Point annotation dataset records:
□ □ □ □ □ □ □

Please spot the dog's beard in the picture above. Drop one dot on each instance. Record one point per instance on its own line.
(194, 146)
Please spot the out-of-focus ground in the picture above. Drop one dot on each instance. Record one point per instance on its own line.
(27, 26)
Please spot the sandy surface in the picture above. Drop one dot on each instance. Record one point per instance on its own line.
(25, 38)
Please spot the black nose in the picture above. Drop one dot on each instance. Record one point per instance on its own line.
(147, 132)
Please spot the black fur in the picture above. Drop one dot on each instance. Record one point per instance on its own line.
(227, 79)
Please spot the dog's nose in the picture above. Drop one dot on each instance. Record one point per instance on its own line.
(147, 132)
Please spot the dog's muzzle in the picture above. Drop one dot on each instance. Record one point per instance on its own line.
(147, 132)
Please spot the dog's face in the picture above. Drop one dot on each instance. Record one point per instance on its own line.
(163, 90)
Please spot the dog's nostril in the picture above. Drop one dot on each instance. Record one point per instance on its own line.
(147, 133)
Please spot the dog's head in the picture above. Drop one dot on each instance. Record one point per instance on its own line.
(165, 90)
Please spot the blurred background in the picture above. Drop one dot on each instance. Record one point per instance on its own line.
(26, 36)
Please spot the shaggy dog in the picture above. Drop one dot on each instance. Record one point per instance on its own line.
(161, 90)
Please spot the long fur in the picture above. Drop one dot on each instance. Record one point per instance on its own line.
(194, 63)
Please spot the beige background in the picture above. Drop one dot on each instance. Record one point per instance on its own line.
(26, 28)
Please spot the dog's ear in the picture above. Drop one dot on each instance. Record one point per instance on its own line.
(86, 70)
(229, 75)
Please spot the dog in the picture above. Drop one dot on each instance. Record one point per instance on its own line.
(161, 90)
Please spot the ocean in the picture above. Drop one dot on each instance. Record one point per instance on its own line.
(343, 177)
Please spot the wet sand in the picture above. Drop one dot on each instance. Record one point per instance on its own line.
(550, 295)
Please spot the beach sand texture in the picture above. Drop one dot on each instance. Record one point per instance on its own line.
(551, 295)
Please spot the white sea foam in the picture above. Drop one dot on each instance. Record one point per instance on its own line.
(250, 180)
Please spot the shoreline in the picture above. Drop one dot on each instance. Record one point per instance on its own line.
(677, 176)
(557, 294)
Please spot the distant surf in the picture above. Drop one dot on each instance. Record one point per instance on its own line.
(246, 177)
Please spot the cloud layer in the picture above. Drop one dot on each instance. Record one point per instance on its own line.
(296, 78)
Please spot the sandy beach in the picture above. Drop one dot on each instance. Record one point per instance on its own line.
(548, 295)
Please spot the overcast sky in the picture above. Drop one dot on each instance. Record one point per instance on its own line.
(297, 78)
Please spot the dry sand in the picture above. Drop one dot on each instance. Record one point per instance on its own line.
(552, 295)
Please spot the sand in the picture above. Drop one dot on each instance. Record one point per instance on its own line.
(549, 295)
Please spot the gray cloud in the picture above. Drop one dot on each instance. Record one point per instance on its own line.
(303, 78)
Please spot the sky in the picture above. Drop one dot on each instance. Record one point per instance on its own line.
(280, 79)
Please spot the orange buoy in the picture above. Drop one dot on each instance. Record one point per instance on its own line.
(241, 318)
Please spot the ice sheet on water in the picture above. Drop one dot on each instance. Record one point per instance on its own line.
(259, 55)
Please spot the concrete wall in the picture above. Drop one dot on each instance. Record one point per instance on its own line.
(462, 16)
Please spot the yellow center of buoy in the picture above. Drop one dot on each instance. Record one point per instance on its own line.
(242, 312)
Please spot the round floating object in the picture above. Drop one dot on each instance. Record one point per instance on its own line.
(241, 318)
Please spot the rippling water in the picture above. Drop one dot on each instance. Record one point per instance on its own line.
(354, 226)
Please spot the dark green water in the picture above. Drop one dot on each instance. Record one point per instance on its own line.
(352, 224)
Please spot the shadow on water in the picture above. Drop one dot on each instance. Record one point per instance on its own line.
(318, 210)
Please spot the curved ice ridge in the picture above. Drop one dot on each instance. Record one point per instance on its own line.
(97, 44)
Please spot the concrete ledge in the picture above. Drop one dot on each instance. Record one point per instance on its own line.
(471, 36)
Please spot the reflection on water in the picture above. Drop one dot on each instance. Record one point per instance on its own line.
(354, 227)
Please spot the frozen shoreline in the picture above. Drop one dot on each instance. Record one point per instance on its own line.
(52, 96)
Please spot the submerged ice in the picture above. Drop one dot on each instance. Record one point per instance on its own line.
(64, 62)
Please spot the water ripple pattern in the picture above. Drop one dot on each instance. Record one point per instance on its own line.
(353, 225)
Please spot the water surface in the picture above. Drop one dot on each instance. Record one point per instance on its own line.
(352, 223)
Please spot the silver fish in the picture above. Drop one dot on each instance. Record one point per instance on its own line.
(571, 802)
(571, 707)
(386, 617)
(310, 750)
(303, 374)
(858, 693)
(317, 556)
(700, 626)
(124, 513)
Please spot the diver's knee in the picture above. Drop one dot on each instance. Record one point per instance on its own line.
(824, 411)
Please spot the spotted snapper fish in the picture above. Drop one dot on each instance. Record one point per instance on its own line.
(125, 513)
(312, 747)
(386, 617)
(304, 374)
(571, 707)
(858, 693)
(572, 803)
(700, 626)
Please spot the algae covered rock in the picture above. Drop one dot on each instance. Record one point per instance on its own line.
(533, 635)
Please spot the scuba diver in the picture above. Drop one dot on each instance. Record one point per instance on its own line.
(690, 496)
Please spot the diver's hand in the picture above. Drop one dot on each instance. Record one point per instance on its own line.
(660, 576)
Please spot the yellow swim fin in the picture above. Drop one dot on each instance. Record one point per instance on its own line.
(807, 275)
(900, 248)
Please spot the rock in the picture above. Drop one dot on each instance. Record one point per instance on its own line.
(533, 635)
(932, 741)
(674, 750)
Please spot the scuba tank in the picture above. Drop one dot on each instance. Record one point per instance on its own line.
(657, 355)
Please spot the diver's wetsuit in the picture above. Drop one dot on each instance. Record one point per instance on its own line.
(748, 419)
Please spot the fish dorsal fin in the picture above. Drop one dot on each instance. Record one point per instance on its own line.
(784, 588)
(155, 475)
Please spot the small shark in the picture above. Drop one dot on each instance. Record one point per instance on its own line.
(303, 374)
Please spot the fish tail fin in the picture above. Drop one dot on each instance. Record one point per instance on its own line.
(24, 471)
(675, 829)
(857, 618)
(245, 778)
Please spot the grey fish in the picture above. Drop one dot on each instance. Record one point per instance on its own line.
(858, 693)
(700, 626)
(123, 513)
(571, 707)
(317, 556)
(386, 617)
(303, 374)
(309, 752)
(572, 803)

□ □ □ □ □ □ □

**EXERCISE OBJECTIVE:** Repeat exactly the lines above from the line that contains "Please spot the fish dorsal" through the end. Include both of these ends; leave out everything else.

**RESULT OF THIS EXERCISE:**
Please spot the fish dorsal fin in the picture above. Drop one dot on each instance. Record one point per instance on its own line.
(784, 588)
(155, 475)
Please spot the small shark in the picture above. Drop one dot on each instance. Record one point per instance on its own line.
(303, 374)
Please spot the fish tail fin in the picture above. Drop one dot on each instance. Record one point per instance on its own line.
(24, 471)
(675, 829)
(857, 618)
(245, 778)
Please spot the grey fish in the picture above. Drop one dot on each instance. Record one point per instance on its own line.
(858, 693)
(700, 626)
(123, 513)
(571, 707)
(317, 556)
(386, 617)
(303, 374)
(309, 752)
(572, 803)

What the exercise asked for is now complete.